本文 -
=====
テネシー州のハイウェイパトロールはその後、運転手がどのような状態だったかを調べるために、エアバッグコントロールモジュール(ACM)のデータを調査した。ACMは、事故車両のおおよその速度、ブレーキ、スロットルの量などを記録し、そのデータは運転者が飲酒運転をしていたことを証明したり、事故に至るまでコントロールされていたかどうかを調べるために利用される。

エアバッグモジュールは通常、事故前の数秒間と事故の瞬間のデータを記録し、それ以外の情報はすべて消去されるという。

結果的に、この事故のドライバーは起訴を免れたが、連邦政府や地方自治体の法執行機関にフォレンジックデータを提供するBerlaの創業者のベン・ルメールによると、ACMは、車内で起こっていることを記録する数多くのモジュールのひとつにすぎないという。
=====
記録の抜粋 -
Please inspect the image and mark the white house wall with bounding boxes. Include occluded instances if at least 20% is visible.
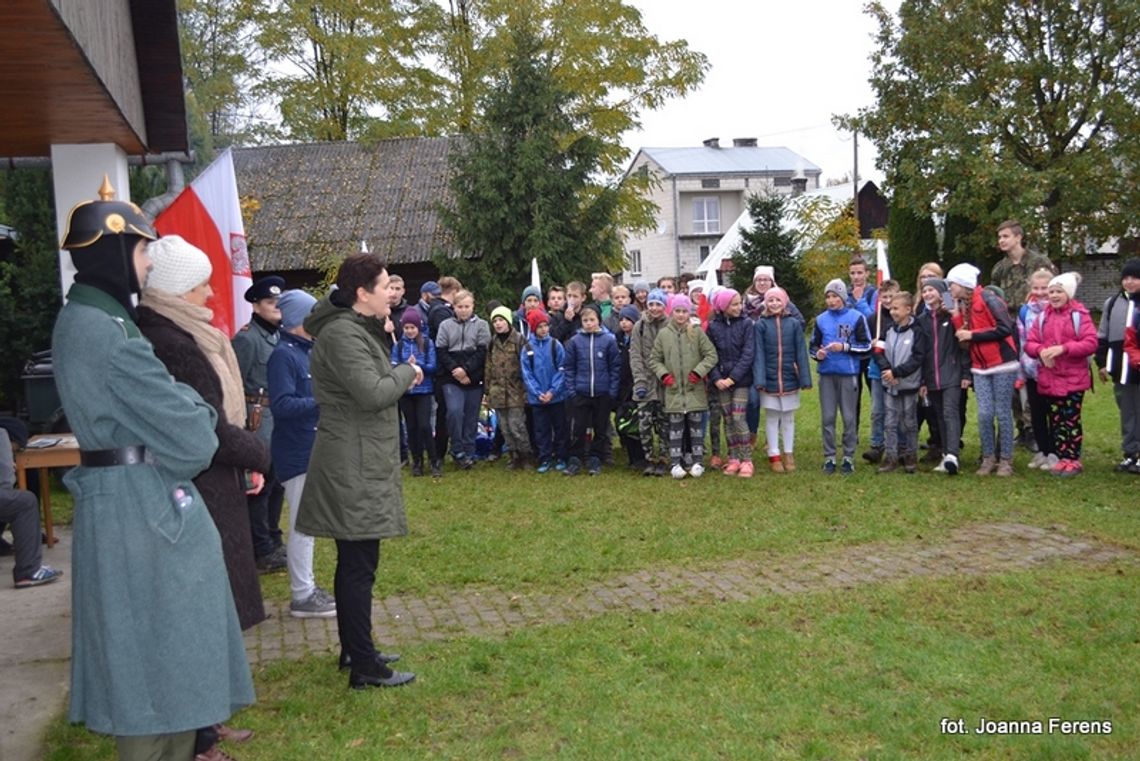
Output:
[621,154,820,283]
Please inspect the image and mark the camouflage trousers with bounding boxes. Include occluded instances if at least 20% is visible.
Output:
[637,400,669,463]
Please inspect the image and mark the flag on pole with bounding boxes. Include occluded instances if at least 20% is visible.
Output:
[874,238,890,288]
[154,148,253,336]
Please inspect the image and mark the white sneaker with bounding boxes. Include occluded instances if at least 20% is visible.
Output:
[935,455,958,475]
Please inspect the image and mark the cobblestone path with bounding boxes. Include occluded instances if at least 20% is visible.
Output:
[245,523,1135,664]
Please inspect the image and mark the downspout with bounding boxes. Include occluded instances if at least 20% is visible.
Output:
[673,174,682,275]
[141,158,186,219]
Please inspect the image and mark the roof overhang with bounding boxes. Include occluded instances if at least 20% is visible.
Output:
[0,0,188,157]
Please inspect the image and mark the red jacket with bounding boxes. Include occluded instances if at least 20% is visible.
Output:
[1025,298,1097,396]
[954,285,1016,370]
=====
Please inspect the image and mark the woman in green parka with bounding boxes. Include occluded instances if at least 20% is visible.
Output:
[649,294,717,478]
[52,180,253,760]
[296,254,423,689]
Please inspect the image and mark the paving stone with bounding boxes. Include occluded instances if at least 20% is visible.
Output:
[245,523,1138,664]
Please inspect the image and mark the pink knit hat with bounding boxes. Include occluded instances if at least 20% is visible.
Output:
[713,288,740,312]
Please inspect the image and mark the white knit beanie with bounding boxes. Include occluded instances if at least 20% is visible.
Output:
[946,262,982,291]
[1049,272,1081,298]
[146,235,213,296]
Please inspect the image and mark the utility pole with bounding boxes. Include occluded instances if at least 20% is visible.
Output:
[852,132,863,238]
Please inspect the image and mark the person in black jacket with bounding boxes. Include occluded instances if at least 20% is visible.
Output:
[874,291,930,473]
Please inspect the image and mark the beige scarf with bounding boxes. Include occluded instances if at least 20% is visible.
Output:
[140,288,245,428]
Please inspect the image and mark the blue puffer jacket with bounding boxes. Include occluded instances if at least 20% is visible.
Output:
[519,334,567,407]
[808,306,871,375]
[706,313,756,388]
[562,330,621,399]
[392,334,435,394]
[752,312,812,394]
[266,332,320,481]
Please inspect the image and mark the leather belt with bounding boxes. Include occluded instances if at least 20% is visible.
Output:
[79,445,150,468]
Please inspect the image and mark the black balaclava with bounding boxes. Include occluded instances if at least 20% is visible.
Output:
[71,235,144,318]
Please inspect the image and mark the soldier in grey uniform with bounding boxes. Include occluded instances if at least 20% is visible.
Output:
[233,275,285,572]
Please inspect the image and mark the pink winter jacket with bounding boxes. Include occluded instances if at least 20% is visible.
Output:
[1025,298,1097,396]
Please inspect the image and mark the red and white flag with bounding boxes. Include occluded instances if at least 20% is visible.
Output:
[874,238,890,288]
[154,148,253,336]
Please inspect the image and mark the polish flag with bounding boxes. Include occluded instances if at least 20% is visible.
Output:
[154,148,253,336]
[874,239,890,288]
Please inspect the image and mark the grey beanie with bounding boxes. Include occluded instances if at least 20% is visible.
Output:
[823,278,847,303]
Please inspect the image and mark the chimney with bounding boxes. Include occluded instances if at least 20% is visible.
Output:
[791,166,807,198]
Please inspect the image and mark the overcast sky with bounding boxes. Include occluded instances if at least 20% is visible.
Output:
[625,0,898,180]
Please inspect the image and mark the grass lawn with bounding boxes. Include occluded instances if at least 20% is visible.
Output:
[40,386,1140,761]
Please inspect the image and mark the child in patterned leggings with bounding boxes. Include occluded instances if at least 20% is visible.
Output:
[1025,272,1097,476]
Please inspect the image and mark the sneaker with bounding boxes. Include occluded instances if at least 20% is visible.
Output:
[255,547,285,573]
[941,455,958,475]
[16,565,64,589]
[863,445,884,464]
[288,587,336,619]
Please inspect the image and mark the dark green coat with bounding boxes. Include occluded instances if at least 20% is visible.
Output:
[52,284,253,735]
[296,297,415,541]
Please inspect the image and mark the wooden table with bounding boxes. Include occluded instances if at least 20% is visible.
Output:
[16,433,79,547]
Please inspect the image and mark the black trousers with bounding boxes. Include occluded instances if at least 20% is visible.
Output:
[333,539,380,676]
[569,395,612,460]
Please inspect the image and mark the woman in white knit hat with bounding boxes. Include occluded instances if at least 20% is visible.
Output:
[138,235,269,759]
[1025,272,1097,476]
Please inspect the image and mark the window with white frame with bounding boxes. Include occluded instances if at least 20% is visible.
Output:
=====
課題 -
[1] 本文の「テネシー州のハイウェイパトロ」から「報はすべて消去されるという。」までを、両端の語句も含めて一字一句変えずに返すこと。
[2] 次の(a)〜(c)が本文の内容と合うかどうかを、それぞれ「はい」か「いいえ」で答え、判断の決め手となる本文の語句をそのまま引用せよ。
(a) ACMは事故車両のおおよその速度を記録する。
(b) エアバッグモジュールは事故前の数時間分のデータを保存し続ける。
(c) この事故のドライバーは起訴された。
本文だけを根拠とすること。

各課題の解答 -
[1]
テネシー州のハイウェイパトロールはその後、運転手がどのような状態だったかを調べるために、エアバッグコントロールモジュール(ACM)のデータを調査した。ACMは、事故車両のおおよその速度、ブレーキ、スロットルの量などを記録し、そのデータは運転者が飲酒運転をしていたことを証明したり、事故に至るまでコントロールされていたかどうかを調べるために利用される。

エアバッグモジュールは通常、事故前の数秒間と事故の瞬間のデータを記録し、それ以外の情報はすべて消去されるという。

[2]
(a) はい。「ACMは、事故車両のおおよその速度、ブレーキ、スロットルの量などを記録し」
(b) いいえ。「事故前の数秒間と事故の瞬間のデータを記録し、それ以外の情報はすべて消去される」
(c) いいえ。「この事故のドライバーは起訴を免れた」